— Start of MATERIAL FOR THIS TASK —

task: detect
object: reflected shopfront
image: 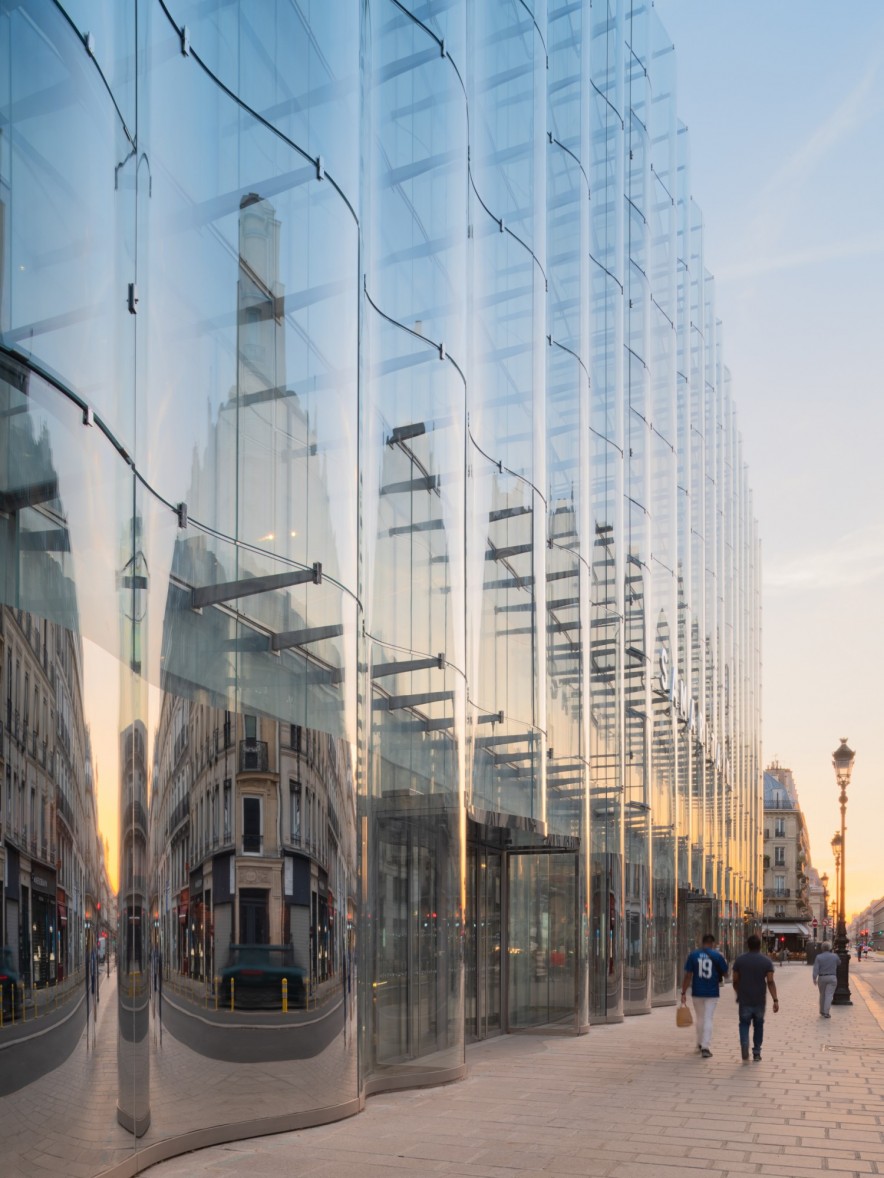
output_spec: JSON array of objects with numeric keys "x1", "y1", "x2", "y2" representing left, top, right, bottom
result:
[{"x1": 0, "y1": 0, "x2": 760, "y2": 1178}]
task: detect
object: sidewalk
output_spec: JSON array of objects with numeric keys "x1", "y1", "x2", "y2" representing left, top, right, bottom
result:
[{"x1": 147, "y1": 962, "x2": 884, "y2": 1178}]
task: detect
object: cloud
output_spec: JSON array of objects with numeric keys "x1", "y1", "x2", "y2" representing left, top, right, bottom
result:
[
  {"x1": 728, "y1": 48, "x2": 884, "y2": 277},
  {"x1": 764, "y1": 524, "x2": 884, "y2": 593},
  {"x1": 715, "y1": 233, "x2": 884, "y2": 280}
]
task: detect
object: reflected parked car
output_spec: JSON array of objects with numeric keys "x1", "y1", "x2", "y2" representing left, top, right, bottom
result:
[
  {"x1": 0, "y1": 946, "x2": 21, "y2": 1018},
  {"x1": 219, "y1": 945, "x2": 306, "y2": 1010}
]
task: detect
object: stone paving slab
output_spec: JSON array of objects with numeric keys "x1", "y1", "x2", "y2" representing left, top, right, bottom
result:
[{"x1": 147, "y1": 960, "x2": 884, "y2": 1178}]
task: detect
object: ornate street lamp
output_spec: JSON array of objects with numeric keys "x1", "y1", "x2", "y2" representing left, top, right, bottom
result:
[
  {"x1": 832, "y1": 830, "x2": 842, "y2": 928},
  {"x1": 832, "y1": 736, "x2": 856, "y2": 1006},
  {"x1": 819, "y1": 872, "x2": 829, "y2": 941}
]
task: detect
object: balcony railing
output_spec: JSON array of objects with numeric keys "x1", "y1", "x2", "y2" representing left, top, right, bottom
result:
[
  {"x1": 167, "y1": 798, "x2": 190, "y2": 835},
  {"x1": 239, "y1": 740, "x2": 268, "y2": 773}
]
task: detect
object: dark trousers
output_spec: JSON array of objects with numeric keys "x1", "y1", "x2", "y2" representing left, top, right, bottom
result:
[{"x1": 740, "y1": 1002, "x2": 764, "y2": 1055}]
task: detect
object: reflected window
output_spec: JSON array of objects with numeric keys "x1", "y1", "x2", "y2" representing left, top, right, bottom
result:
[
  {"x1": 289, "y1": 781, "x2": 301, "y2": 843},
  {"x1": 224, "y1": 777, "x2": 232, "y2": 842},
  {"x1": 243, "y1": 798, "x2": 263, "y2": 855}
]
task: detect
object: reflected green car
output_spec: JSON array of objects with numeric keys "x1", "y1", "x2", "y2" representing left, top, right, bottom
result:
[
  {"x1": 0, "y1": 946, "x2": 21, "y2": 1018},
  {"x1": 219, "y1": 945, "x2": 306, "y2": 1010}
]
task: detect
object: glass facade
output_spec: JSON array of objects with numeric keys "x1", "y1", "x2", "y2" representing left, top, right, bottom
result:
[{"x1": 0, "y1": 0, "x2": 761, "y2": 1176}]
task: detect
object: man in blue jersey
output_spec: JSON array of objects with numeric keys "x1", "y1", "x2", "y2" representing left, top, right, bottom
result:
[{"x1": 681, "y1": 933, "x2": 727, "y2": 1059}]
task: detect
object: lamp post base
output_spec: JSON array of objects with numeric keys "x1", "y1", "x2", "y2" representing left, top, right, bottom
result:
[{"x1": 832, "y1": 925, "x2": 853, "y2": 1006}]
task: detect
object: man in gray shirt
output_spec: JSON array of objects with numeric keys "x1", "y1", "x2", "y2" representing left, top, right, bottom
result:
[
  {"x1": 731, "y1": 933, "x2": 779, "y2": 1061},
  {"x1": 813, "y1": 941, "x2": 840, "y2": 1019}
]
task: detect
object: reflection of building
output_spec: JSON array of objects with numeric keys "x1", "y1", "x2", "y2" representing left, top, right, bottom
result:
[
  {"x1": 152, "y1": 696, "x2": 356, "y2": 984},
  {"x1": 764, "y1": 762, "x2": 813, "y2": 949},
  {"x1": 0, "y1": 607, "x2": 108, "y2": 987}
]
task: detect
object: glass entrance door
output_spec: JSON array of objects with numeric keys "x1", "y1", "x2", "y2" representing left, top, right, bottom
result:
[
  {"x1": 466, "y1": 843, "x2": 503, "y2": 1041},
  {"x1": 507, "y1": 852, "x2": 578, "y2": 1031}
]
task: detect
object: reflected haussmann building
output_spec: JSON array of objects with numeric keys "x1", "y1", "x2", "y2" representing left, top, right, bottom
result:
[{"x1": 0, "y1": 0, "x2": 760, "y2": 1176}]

— End of MATERIAL FOR THIS TASK —

WHAT IS ASKED
Select every line of the rows that contains the string "reflected" and copy those lines.

RESPONSE TO THE TASK
object: reflected shopfront
object: reflected parked car
object: reflected window
object: reflected green car
object: reflected haussmann building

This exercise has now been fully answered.